## EXERCISE BRIEF
Find every line in the entries below that contains the word "trace", treating uppercase and lowercase letters as different, and copy each of those lines.

## SUPPLIED RECORDS
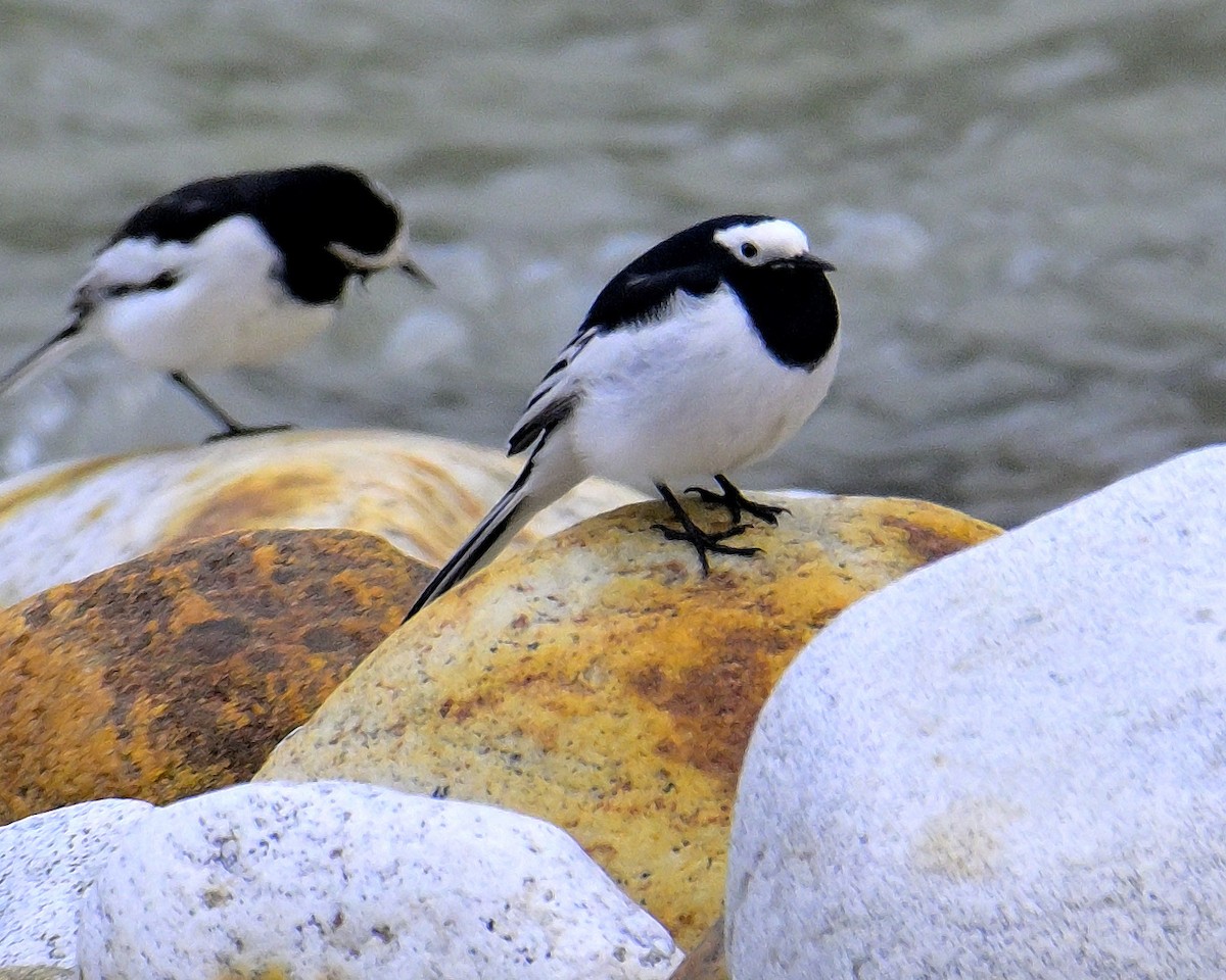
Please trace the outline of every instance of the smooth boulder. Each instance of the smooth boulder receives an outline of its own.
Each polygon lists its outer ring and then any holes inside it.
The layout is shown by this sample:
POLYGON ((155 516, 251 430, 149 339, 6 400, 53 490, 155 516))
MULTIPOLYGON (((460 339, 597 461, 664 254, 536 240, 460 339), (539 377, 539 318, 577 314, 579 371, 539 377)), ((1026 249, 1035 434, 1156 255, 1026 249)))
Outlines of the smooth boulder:
POLYGON ((94 800, 0 827, 0 978, 75 970, 81 897, 115 839, 152 810, 94 800))
MULTIPOLYGON (((452 440, 353 430, 43 467, 0 483, 0 605, 230 530, 365 530, 438 566, 520 466, 452 440)), ((511 548, 641 496, 587 480, 537 514, 511 548)))
MULTIPOLYGON (((998 533, 918 501, 770 497, 702 577, 661 503, 591 518, 427 606, 259 778, 347 778, 506 806, 569 831, 689 947, 720 915, 758 709, 839 610, 998 533)), ((693 506, 707 526, 716 507, 693 506)))
POLYGON ((243 779, 430 570, 352 530, 195 540, 0 612, 0 823, 243 779))
POLYGON ((664 980, 682 954, 566 834, 353 783, 162 807, 86 895, 82 980, 664 980))
POLYGON ((741 778, 736 980, 1226 975, 1226 448, 870 595, 741 778))

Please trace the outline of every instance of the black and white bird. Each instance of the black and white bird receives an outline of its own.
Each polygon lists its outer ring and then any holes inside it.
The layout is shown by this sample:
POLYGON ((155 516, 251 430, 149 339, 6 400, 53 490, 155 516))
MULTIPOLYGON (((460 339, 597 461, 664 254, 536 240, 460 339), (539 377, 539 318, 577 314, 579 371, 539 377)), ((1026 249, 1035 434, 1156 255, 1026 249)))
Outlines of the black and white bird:
MULTIPOLYGON (((409 610, 493 559, 537 511, 587 477, 650 479, 704 575, 707 552, 748 555, 725 539, 743 513, 777 523, 783 510, 747 500, 726 470, 791 437, 821 403, 839 358, 839 306, 796 224, 764 214, 714 218, 662 241, 596 298, 574 339, 511 432, 524 470, 409 610), (714 474, 733 527, 699 528, 667 480, 714 474)), ((406 619, 408 619, 406 616, 406 619)))
POLYGON ((215 176, 132 214, 77 283, 69 323, 7 374, 0 394, 91 337, 166 371, 222 426, 235 421, 185 374, 276 361, 331 322, 345 288, 385 268, 429 284, 401 211, 365 175, 331 164, 215 176))

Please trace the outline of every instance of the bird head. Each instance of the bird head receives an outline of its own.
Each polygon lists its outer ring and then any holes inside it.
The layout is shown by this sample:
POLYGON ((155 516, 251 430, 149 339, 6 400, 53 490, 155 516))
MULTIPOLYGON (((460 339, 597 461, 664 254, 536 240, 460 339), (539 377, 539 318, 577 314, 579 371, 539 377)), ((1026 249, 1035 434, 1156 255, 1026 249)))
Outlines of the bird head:
POLYGON ((832 272, 834 266, 809 251, 809 239, 783 218, 747 218, 716 229, 714 239, 732 260, 748 268, 814 268, 832 272))

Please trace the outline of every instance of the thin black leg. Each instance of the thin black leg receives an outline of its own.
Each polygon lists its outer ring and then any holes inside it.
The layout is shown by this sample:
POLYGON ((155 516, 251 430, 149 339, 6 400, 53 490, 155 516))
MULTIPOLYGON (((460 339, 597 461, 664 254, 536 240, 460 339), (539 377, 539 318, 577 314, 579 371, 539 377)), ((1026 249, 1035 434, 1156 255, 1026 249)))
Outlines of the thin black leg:
POLYGON ((698 560, 702 566, 702 575, 707 576, 711 573, 711 565, 706 560, 707 552, 715 555, 756 555, 761 551, 760 548, 733 548, 732 545, 723 544, 726 538, 732 538, 741 534, 744 529, 744 524, 733 524, 727 530, 702 530, 698 524, 695 524, 685 508, 682 506, 677 496, 669 490, 664 484, 657 483, 656 490, 660 491, 660 496, 664 499, 664 503, 668 505, 669 510, 673 512, 673 517, 680 522, 679 528, 671 528, 664 524, 652 524, 651 527, 661 532, 671 541, 689 541, 694 545, 694 550, 698 552, 698 560))
POLYGON ((255 436, 262 432, 282 432, 291 428, 289 425, 243 425, 243 423, 238 421, 233 415, 226 412, 219 404, 217 404, 217 402, 205 394, 200 386, 183 374, 183 371, 170 371, 170 380, 188 392, 188 394, 196 401, 196 404, 219 421, 222 428, 226 430, 208 436, 208 439, 205 440, 206 443, 219 442, 223 439, 234 439, 237 436, 255 436))
POLYGON ((749 500, 722 473, 715 474, 715 481, 720 484, 723 490, 722 494, 716 494, 714 490, 707 490, 702 486, 687 486, 685 492, 695 494, 704 503, 714 503, 723 507, 733 522, 739 521, 742 512, 744 512, 775 527, 779 523, 779 514, 791 513, 787 507, 774 507, 770 503, 758 503, 749 500))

## FINISHED ANSWER
Please trace the outline of every instance of the smooth boulder. Each instance of the smooth boulder receives an outline of its own.
Please trace the outline of every instance of the black and white bird. Each instance of the black and white bird receives an outline of its own.
Please trace the outline of every instance of the bird head. Each instance of the bird head receives an outline of its own.
Please trace the outline of every instance of the thin black leg. Each instance of the thin black leg receives an outline of its own.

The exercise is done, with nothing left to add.